» **Description du problème**:
Recopiez fidèlement le passage du texte à analyser ci-dessous qui commence à « Le moment tant » et se termine à « appréciés de l’homme. ».
----- Texte à analyser
Mon choix s’est finalement porté sur Mayotte ; sa plage de Ngouja est réputée pour son activité nocturne des plus intenses. D’aucuns imaginent une Full Moon Party en Thaïlande ! les nuits à Ngouja sont presque uniquement fréquentées de… tortues de mer.
Le moment tant attendu arriva. Il m’avait fallu patienter jusqu’à la tombée de la nuit pour me rendre au Jardin Maoré et rencontrer Katia, une scientifique passionnée, qui passait alors plusieurs mois à Mayotte pour étudier le comportement de ces reptiles les plus appréciés de l’homme.
----------
----- Données fournies
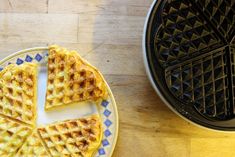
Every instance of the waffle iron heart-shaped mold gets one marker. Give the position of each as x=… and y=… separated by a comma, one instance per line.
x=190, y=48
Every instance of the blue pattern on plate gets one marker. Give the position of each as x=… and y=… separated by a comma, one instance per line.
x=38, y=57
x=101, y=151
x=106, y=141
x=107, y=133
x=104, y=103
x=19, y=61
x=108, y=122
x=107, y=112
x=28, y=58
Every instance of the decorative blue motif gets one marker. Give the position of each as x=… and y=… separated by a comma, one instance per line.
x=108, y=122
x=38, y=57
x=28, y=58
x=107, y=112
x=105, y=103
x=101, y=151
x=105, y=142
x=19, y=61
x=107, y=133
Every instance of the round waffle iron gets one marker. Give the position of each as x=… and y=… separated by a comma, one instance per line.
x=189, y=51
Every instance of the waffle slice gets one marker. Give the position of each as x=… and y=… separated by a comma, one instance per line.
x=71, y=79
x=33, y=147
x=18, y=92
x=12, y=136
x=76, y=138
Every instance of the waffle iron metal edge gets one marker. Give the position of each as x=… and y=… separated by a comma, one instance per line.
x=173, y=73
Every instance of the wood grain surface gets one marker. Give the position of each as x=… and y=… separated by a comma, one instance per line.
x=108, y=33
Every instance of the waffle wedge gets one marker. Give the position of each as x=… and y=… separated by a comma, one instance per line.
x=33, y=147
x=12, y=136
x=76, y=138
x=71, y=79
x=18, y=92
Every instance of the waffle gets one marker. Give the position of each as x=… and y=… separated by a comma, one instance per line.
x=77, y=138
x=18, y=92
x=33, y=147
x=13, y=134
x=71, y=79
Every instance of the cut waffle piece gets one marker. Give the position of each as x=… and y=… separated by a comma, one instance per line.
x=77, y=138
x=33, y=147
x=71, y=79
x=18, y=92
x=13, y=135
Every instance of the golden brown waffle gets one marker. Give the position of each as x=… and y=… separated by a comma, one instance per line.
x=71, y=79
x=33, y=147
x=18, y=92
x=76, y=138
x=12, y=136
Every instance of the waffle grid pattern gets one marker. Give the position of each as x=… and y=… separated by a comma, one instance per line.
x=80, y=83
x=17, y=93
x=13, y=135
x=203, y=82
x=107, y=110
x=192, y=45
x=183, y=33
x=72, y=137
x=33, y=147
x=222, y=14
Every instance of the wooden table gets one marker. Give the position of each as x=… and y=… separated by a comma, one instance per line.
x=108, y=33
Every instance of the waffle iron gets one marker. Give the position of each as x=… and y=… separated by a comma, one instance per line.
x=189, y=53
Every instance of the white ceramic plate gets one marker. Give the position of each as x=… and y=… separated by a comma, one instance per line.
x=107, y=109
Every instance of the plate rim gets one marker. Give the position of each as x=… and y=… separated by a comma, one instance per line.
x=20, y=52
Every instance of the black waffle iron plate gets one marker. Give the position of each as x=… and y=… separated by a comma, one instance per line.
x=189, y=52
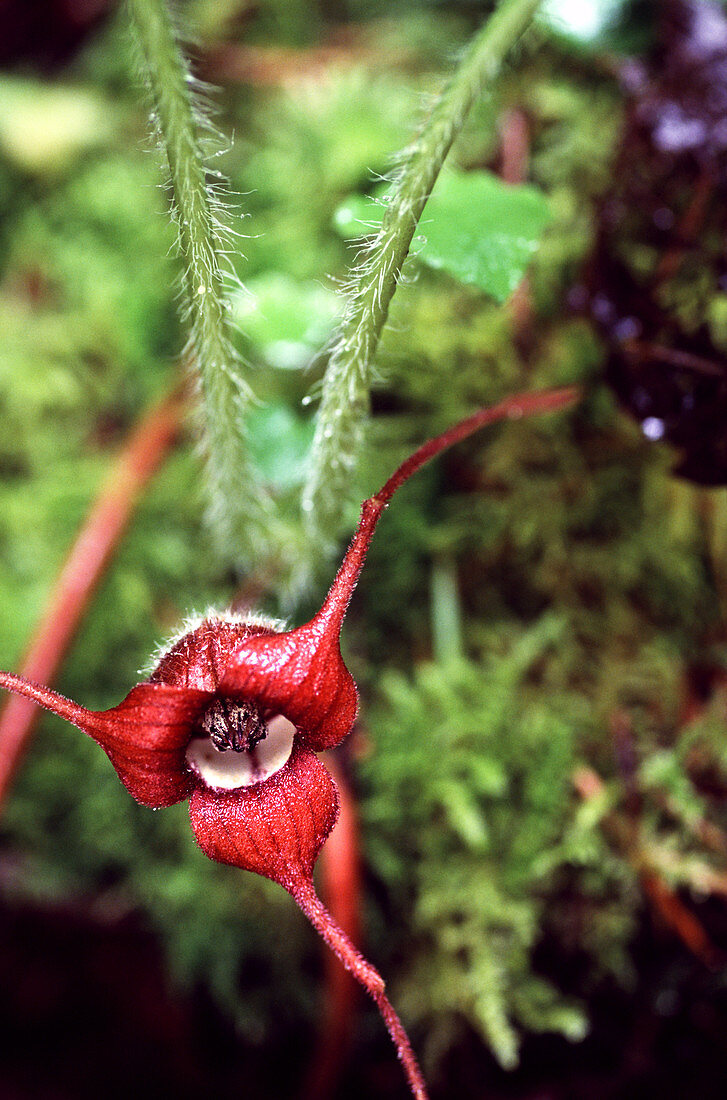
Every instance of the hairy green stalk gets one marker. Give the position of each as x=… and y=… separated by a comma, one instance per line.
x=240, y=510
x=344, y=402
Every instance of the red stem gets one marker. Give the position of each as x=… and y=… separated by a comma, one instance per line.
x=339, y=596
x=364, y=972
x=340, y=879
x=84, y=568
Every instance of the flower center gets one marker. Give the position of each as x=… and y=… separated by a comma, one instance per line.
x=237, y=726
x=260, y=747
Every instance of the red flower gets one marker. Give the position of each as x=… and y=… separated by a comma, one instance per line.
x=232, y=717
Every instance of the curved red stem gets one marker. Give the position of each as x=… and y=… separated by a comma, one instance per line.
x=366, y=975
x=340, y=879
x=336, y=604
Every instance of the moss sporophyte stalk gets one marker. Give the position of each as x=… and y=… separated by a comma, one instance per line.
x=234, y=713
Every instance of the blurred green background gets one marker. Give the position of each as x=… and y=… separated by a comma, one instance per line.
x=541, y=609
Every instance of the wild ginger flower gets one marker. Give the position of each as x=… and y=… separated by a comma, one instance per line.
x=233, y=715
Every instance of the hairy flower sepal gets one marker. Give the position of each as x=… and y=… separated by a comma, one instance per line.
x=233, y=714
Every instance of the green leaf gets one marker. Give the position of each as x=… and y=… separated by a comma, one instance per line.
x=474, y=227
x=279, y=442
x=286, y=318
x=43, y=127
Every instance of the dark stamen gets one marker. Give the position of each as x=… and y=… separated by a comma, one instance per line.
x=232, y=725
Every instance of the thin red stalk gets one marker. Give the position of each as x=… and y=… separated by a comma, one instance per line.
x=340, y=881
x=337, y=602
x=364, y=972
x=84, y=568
----------
» **Espace de réponse**:
Le moment tant attendu arriva. Il m’avait fallu patienter jusqu’à la tombée de la nuit pour me rendre au Jardin Maoré et rencontrer Katia, une scientifique passionnée, qui passait alors plusieurs mois à Mayotte pour étudier le comportement de ces reptiles les plus appréciés de l’homme.